### Daftar Tugas
1. Menurut berita penutupan FGD APHAMK, siapa yang menutup acara tersebut?
2. Tolong teruskan berita penutupan FGD APHAMK, dimulai setelah kalimat terakhir yang ditampilkan.

### Teks Kutipan
'''

Berita

FGD Hukum Acara Perselisihan Hasil Pemilu MK-APHAMK Resmi Ditutup

Published

on

Ketua MK Anwar Usman menutup Bimtek Hukum Acara PHPU Tahun 2024 dan Focus Group Discussion Hukum Acara Mahkamah Konstitusi Bagi APHAMK, Minggu (30/7/2023). Foto Humas/Bayu

Bogor, goindonesia.co – Bimbingan Teknis (Bimtek) Hukum Acara Perselisihan Hasil Pemilihan Umum (PHPU) Tahun 2024 dan Focus Group Discussion Hukum Acara Mahkamah Konstitusi Bagi Asosiasi Pengajar Hukum Acara MK (APHAMK) digelar Mahkamah Konstitusi (MK) resmi ditutup oleh Ketua MK Anwar usman pada Minggu (30/7/2023) di Pusat Pendidikan Pancasila dan Konstitusi (Pusdik MK). Acara penutupan ini dihadiri pula oleh Hakim Konstitusi M. Guntur Hamzah, Sekjen MK Heru Setiawan, serta Ketua APHAMK Widodo Ekatjahjana.

Dalam kesempatan tersebut, Ketua MK Anwar Usman menjelaskan Mahkamah Konstitusi (MK) memiliki empat kewenangan dan satu kewajiban, berdasarkan Pasal 24C UUD 1945. Berbicara mengenai kewenangan MK dalam pengujian undang-undang (UU), seorang warga negara yang merasa hak konstitusionalnya dilanggar akibat berlakunya suatu UU, dapat mengujinya ke MK.

'''

### Informasi yang Diberikan
'''

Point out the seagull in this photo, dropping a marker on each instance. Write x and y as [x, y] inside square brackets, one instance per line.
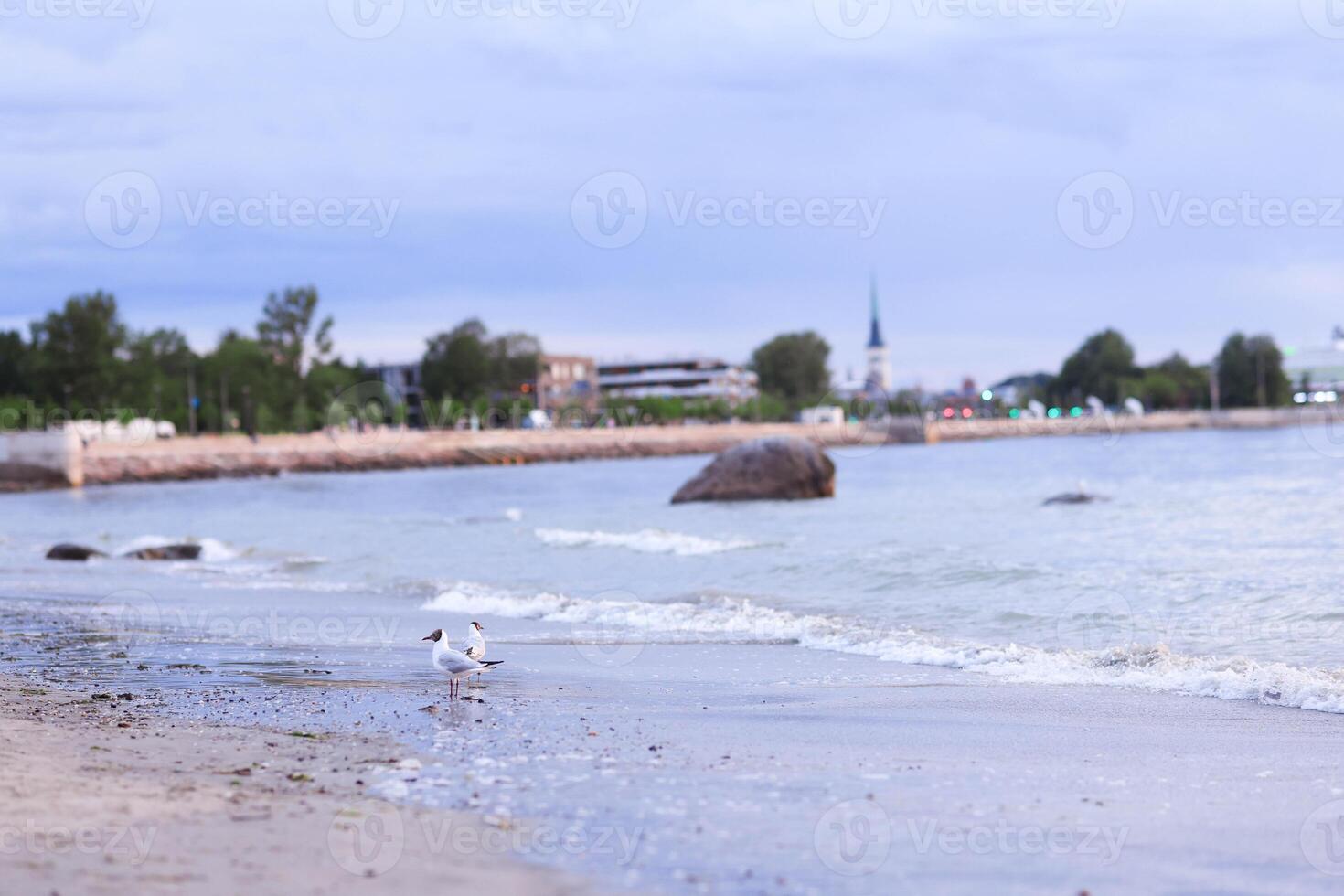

'''

### Jawaban Latihan
1. Ketua MK Anwar Usman.

2.
Lebih lanjut kata Anwar, sebuah UU merupakan hasil kerja anggota Dewan Perwakilan Rakyat bersama Presiden dibantu dengan para menterinya. Akan tetapi, produk DPR dan Presiden tersebut dapat dinyatakan MK bertentangan dengan konstitusi oleh permohonan seorang warga negara. 

Anwar mengatakan, kewenangan MK berikutnya yang diberikan oleh UUD 1945 adalah memutus pembubaran partai politik. Anwar juga mengungkapkan, dahulu pernah ada partai politik yang diminta Presiden untuk membubarkan diri. Dengan adanya amendemen UUD 1945, maka pembubaran partai politik hanya dapat dilakukan di MK dengan permohonan yang diajukan oleh Presiden.

MK juga memiliki kewenangan untuk memutus sengketa kewenangan lembaga negara yang kewenangannya disebut dalam UUD 1945. Misalnya, jika Presiden mengeluarkan aturan tentang kasasi, padahal kewenangan tersebut merupakan kewenangan MA.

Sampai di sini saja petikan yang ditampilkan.